▶

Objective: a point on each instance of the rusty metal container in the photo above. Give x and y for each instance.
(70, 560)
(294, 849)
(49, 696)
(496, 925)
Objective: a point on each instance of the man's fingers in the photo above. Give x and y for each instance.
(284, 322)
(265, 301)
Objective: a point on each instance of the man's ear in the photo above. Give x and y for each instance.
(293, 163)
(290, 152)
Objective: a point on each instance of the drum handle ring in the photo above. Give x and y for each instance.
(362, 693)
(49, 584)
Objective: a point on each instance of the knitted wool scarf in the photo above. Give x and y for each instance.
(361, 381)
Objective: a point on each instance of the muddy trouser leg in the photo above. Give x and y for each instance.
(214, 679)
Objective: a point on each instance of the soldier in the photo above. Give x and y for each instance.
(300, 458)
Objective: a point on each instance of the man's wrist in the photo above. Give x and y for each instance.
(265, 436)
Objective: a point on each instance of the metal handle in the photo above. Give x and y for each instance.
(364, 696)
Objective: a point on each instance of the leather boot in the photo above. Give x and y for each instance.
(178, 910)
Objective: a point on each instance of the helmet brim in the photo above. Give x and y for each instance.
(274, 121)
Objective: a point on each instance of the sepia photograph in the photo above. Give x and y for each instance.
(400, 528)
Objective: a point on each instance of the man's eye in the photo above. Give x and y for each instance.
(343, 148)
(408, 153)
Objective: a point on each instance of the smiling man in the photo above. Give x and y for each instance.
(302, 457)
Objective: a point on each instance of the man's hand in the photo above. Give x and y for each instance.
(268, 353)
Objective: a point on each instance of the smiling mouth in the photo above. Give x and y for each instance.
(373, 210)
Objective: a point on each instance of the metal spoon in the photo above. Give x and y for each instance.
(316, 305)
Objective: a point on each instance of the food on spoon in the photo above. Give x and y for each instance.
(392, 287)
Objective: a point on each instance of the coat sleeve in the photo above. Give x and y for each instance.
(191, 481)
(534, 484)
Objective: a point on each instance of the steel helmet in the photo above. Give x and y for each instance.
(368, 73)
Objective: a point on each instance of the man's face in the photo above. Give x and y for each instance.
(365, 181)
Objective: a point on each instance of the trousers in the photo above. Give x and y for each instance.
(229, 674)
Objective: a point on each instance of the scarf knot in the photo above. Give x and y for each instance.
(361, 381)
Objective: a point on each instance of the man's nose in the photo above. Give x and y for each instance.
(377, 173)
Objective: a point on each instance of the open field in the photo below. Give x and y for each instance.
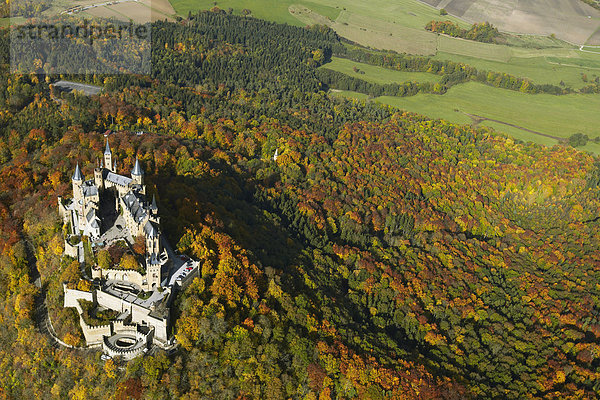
(408, 13)
(559, 116)
(379, 75)
(571, 20)
(271, 10)
(538, 69)
(134, 11)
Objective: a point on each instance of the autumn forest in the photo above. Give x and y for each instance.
(382, 255)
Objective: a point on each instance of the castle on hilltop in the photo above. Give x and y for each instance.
(129, 194)
(111, 212)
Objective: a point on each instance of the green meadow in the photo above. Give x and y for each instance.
(559, 116)
(271, 10)
(380, 75)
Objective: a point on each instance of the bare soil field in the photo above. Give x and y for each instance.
(570, 20)
(161, 9)
(138, 13)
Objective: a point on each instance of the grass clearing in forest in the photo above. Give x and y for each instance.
(380, 75)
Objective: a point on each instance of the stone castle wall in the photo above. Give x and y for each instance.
(125, 275)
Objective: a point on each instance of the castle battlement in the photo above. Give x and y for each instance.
(112, 208)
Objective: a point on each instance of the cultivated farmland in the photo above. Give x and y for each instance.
(380, 75)
(559, 116)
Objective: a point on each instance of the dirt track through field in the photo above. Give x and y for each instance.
(570, 20)
(477, 119)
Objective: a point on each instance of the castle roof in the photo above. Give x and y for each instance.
(77, 176)
(118, 179)
(93, 219)
(150, 229)
(137, 169)
(89, 189)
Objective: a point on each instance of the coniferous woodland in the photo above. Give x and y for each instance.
(382, 255)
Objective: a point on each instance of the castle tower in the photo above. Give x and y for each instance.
(152, 240)
(98, 180)
(137, 174)
(77, 181)
(108, 157)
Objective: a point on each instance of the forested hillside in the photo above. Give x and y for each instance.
(382, 255)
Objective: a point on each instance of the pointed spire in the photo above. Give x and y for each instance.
(77, 176)
(137, 169)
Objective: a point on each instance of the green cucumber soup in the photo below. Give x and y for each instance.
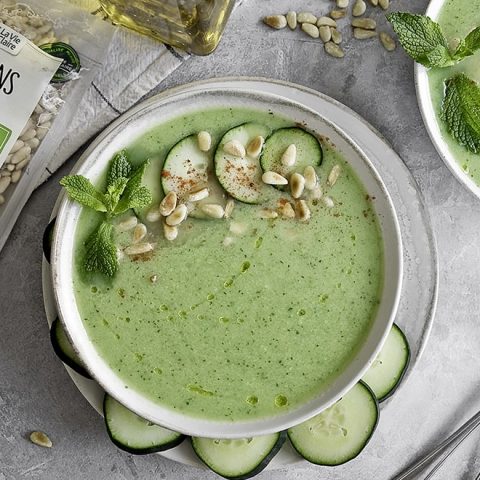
(242, 317)
(457, 18)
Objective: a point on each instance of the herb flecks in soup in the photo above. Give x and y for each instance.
(249, 309)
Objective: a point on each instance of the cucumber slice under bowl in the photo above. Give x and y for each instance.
(388, 369)
(47, 240)
(134, 434)
(241, 177)
(309, 151)
(64, 350)
(241, 458)
(341, 432)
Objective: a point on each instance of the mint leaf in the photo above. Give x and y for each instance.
(135, 196)
(461, 111)
(138, 198)
(120, 167)
(469, 45)
(440, 57)
(101, 255)
(81, 189)
(114, 192)
(419, 36)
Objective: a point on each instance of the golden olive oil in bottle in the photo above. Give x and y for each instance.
(193, 25)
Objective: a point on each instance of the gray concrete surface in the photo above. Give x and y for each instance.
(36, 392)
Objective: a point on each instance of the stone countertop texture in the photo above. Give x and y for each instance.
(443, 391)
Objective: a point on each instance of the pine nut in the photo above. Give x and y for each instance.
(177, 216)
(139, 249)
(274, 178)
(254, 148)
(310, 176)
(153, 215)
(275, 21)
(366, 23)
(234, 148)
(325, 33)
(204, 141)
(289, 156)
(336, 36)
(41, 439)
(317, 193)
(170, 232)
(230, 205)
(297, 185)
(127, 224)
(213, 210)
(337, 14)
(168, 204)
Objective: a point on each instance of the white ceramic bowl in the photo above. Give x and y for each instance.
(133, 125)
(427, 110)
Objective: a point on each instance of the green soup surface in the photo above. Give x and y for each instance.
(245, 328)
(457, 18)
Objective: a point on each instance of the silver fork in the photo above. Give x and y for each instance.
(447, 447)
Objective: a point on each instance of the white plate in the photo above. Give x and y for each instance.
(419, 291)
(427, 110)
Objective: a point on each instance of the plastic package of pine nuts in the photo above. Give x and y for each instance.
(63, 46)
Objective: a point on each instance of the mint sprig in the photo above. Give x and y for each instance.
(461, 111)
(124, 190)
(424, 41)
(101, 253)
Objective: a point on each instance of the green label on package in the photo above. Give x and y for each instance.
(25, 72)
(5, 134)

◀

Render all the records above as a two-column CSV with the headers "prompt" and "points". Give one row per record, with its text and its answer each in a single quoted field and any line breaks replaced by spaces, and leave out the pictures.

prompt,points
"Objective: a point on each instance of the rusty metal container in the photo above. Give x and y for each instance.","(70, 560) (294, 849) (49, 696) (496, 925)"
"Objective: a point on each instance of the man's fingers in the photo above. Give x and y for each instance.","(284, 322) (265, 301)"
"Objective: a point on each instance of the man's ear in the photo above. Give x and y for each instance.","(293, 163) (290, 152)"
"Objective: a point on each instance of the drum handle ring in the photo above. Give x and y for each instance.","(362, 693) (49, 584)"
"Objective: a point on each instance of the knitted wool scarf in the photo above. Give x and y for each instance.","(361, 381)"
"Objective: a point on each instance of the muddy trouser leg in the photo above. Give x and y for each instance.","(214, 679)"
"Objective: a point on each instance of the soldier in the photo above. Give x and y for each instance.","(300, 458)"
"Objective: a point on each instance of the man's wrist in the photo above. Give x and y for each instance.","(265, 436)"
"Objective: a point on each instance of the metal handle in the photo above. Give x and y for each instance.","(364, 696)"
"Objective: a point on each instance of the leather boot in the photo above. Give x and y for each instance.","(178, 910)"
"Objective: a point on each instance of the helmet brim in the photo above. Give x and y for each instance.","(274, 121)"
"Objective: a point on each instance of the sepia photograph in the photo above. Give x and y for each instance.","(400, 528)"
"Objective: a point on each instance of the man's eye in the photo above. Give x and y for each instance.","(343, 148) (408, 153)"
"Objective: a point on each instance of the smiling man in the photo above. Give x and y for each instance.","(302, 457)"
"Objective: a point on each instance of the man's hand in the photo above. Give x and y for each instance.","(268, 353)"
"Objective: a point on each instance of the smiling mouth in the photo above. Give x and y for each instance.","(373, 210)"
"Objective: a point on each instance of the metal spoon in the photo above. Give x and y for each instance.","(316, 305)"
"Objective: a point on each instance of the food on spoon in the photo above. Give x and y for each instance.","(392, 287)"
"Objective: a point on each instance of the coat sleeve in the photo above. Give x and y for each instance.","(191, 481) (534, 484)"
"Objective: a point on each instance of the steel helmet in the photo above. Give x and y for each instance.","(368, 73)"
"Objective: a point on each instance of the man's face in the photo above. Give x and y for each instance.","(365, 181)"
"Objective: a point on each instance of the trousers in the photo above. Give x and y for each instance.","(229, 674)"
"Objective: a point on each instance of the scarf knot in the photo above. Give x and y for each instance.","(361, 381)"
"Objective: a point on each instance of the man's nose in the photo above. Give x and y for each instance.","(377, 173)"
"Objective: a point on each instance of the open field in the photo below. Give x and y for each instance.","(408, 13) (559, 116) (379, 75) (571, 20) (271, 10) (538, 69) (134, 11)"
"Objective: a point on each instance of the autumn forest in the photo above. Give x and y for each instance.","(382, 255)"
"Objective: a point on each instance of the castle on hilltop in the photo above. Give x and y for each instance.","(129, 194) (111, 212)"
"Objective: a point on each instance of the green meadow in the photo above. Give x and y for each instance.","(559, 116) (271, 10) (380, 75)"
"Objective: a point on each instance of the bare soil field in the photo above. Give x and y for each instance.","(570, 20) (161, 9) (138, 13)"
"Objective: a point on each instance of the grass clearing in forest in the photo above. Give x and y for each instance.","(380, 75)"
"Objective: a point on each instance of the stone castle wall in the photo above. Give x and y for each instance.","(125, 275)"
"Objective: a point on each instance of the castle battlement in the photo above. Give x and y for each instance.","(112, 208)"
"Objective: a point on each instance of the cultivated farmland in the photo above. Give x and y for each instance.","(380, 75) (559, 116)"
"Objective: a point on each instance of the dirt track through field in the photo above. Give x and y for each instance.","(570, 20) (477, 119)"
"Objective: a point on each instance of the castle roof in the photo above. Give x and y for each instance.","(77, 176) (118, 179) (93, 219) (150, 229) (137, 169) (89, 189)"
"Objective: a point on each instance of the coniferous woodland in the photo above. Give x and y for each instance.","(382, 255)"
"Objective: a point on each instance of the castle tower in the photo above. Give x and y for each instance.","(152, 240) (98, 180) (137, 174) (77, 181) (108, 157)"
"Objective: a point on each instance of the forested hillside in the photo above. Give x and y for each instance.","(382, 255)"
"Objective: a point on each instance of the pointed spire in the photo above. Give x and y for each instance.","(77, 176) (137, 169)"
"Objective: a point on each instance of the green cucumber soup in the photo below. Give x and y for each instance.","(242, 317) (457, 18)"
"Objective: a point on each instance of the herb flecks in soup in the photo above. Give x and y for each instance.","(249, 309)"
"Objective: a point on each instance of the cucumber slice under bowl in the photo above. Give x and y for each instance.","(388, 369) (47, 240) (134, 434) (241, 177) (309, 151) (64, 350) (241, 458) (341, 432)"
"Objective: a point on each instance of the mint leaf in the photo above. Give x and y for each instance.","(135, 196) (461, 111) (138, 198) (120, 167) (469, 45) (440, 57) (101, 255) (81, 189) (114, 192) (419, 36)"
"Objective: a point on each instance of the golden olive oil in bottle in the photo above. Give x and y for each instance.","(193, 25)"
"Objective: a point on each instance of the gray concrete surface in the photo above. Give x and y for each instance.","(36, 392)"
"Objective: a point on each instance of the stone countertop texture in the photo above. Give x and y for each instance.","(443, 391)"
"Objective: a point on each instance of the pine nut in the photo above. Give x and y for each instance.","(177, 216) (139, 249) (274, 178) (254, 148) (310, 176) (153, 215) (275, 21) (366, 23) (234, 148) (325, 33) (204, 141) (289, 156) (336, 36) (41, 439) (317, 193) (170, 232) (230, 205) (297, 185) (127, 224) (213, 210) (337, 14) (168, 204)"
"Objective: a point on each instance of the white ceramic bowl in the photo above. Give x and y for each instance.","(133, 125) (427, 110)"
"Objective: a point on each instance of the green soup surface in the photo above. Give x and y for each instance.","(245, 328) (457, 18)"
"Objective: a point on each instance of the silver fork in the photo above. Give x and y for each instance.","(447, 447)"
"Objective: a point on each instance of the white plate in the photo above. Give x and y for each instance.","(419, 291) (427, 110)"
"Objective: a point on each instance of the plastic package of pine nuts in the photo above. Give x and y for each instance.","(63, 46)"
"Objective: a point on each instance of the mint sprig in the photo above. Give x and y for each instance.","(461, 111) (124, 190) (424, 41) (101, 253)"
"Objective: a point on each instance of the green label on package in the photo above. Give x and y for each instance.","(25, 72) (5, 134)"